[Region pointing data]
····················
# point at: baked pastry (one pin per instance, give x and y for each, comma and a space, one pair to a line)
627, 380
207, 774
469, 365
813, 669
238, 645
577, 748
····················
What this task involves: Set down each entry again, exactly as written.

Solved exercise:
# point at: baked pastry (one pin per instance, give x and y for each, comma and a space, one pair to a line)
627, 380
207, 774
469, 365
813, 669
238, 645
577, 748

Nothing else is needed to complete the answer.